### EXERCISE 1
Copy the passage on the SPARC MBus and hyperSPARC below word for word, starting at "VARIATIONS/SPECIAL FEATURES" and ending at "substitute boot PROM.".
### EXERCISE 2
For each statement, decide whether the passage on the SPARC MBus and hyperSPARC below agrees with it. Answer yes or no and quote the words from the passage that settle it. (a) SBus runs at 25 MHz. (b) The software patches in the upgrade installation kit are needed for every Solaris version. (c) Ross Technology is one of several suppliers of hyperSPARC.
### EXERCISE 3
According to the passage on the SPARC MBus and hyperSPARC below, which cache-coherency protocol does the MBus spec define for multiprocessing?

The MBus is the standard SPARC system bus: 40 or 50 MHz, 64-bit synchronous, multiplexed, and 36-bit addresses and 64-bit data. SBus, a 25-MHz synchronous I/O or mezzanine bus for small peripheral and function cards, supplements MBus. MBus modules offer users an easy way to upgrade systems and provide a tightly controlled environment for CPU and cache layout. MBus modules can hold multiple CPUs, and the MBus Level 2 spec defines using multiple masters and arbitration for shared-memory multiprocessing. The spec also defines the MOSEI cache-coherency protocol for multiprocessing.

VARIATIONS/SPECIAL FEATURES

Ross Technology is the sole developer and supplier of hyperSPARC. Currently, Ross offers hyperSPARC to OEMs for system integration and as upgrades for Sun SPARCserver 600 and SPARCstation 10 and 20 systems. The upgrades include an installation kit with software patches (required for Solaris 1.1 only) and a substitute boot PROM.

### RECORD EXTRACTS
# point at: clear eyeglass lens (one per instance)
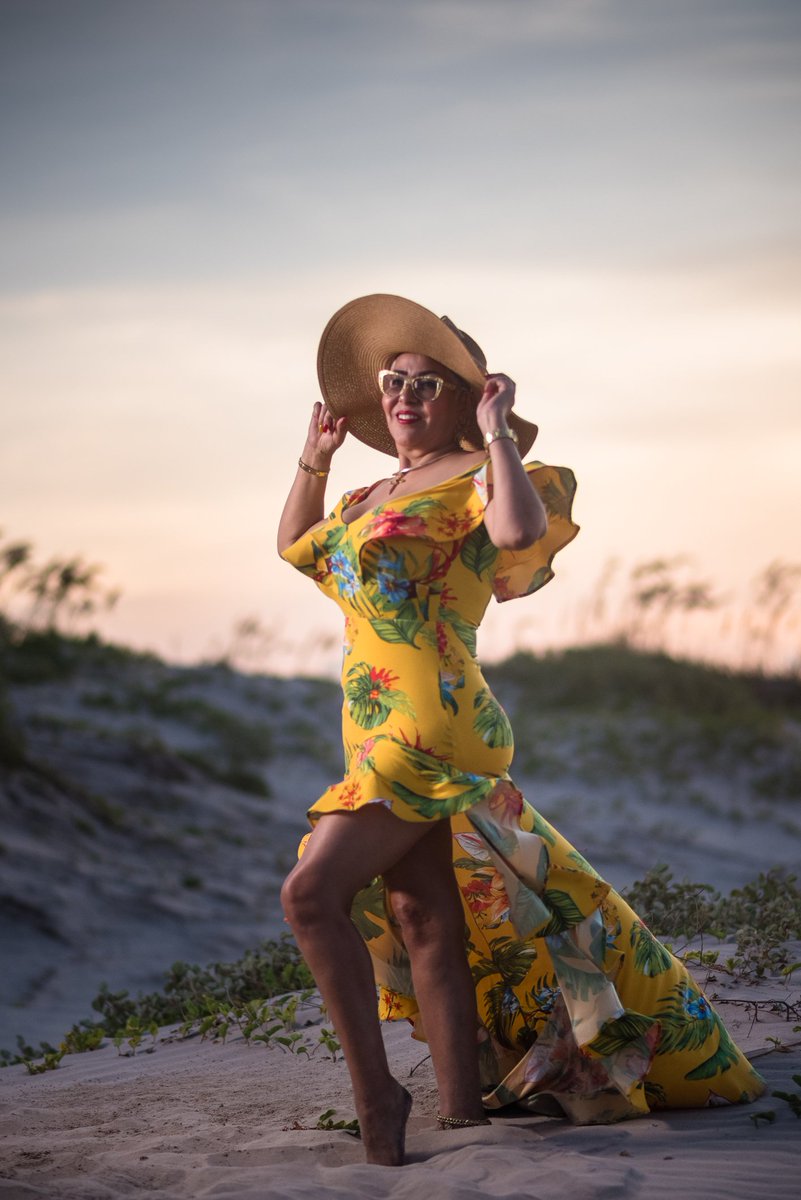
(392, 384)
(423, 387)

==

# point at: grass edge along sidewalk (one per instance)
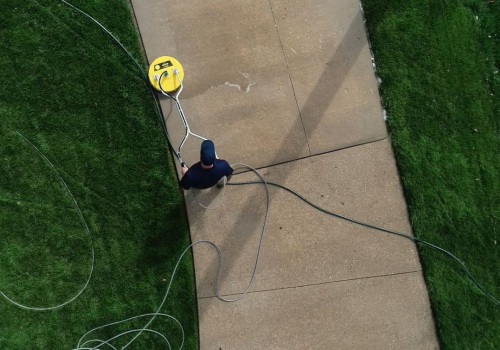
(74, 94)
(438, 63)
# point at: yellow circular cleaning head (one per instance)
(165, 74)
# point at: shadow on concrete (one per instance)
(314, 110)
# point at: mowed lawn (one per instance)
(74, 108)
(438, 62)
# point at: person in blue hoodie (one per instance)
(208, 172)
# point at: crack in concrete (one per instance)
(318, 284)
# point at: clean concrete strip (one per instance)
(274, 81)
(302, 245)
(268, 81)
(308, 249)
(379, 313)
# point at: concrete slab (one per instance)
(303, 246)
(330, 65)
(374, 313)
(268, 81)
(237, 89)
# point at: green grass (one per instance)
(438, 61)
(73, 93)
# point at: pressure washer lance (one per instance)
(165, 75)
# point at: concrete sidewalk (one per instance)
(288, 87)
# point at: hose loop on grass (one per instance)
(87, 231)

### TASK ANSWER 1
VARIATIONS/SPECIAL FEATURES

Ross Technology is the sole developer and supplier of hyperSPARC. Currently, Ross offers hyperSPARC to OEMs for system integration and as upgrades for Sun SPARCserver 600 and SPARCstation 10 and 20 systems. The upgrades include an installation kit with software patches (required for Solaris 1.1 only) and a substitute boot PROM.

### TASK ANSWER 2
(a) Yes: "SBus, a 25-MHz synchronous I/O or mezzanine bus for small peripheral and function cards"
(b) No: "software patches (required for Solaris 1.1 only)"
(c) No: "Ross Technology is the sole developer and supplier of hyperSPARC."

### TASK ANSWER 3
The MOSEI cache-coherency protocol.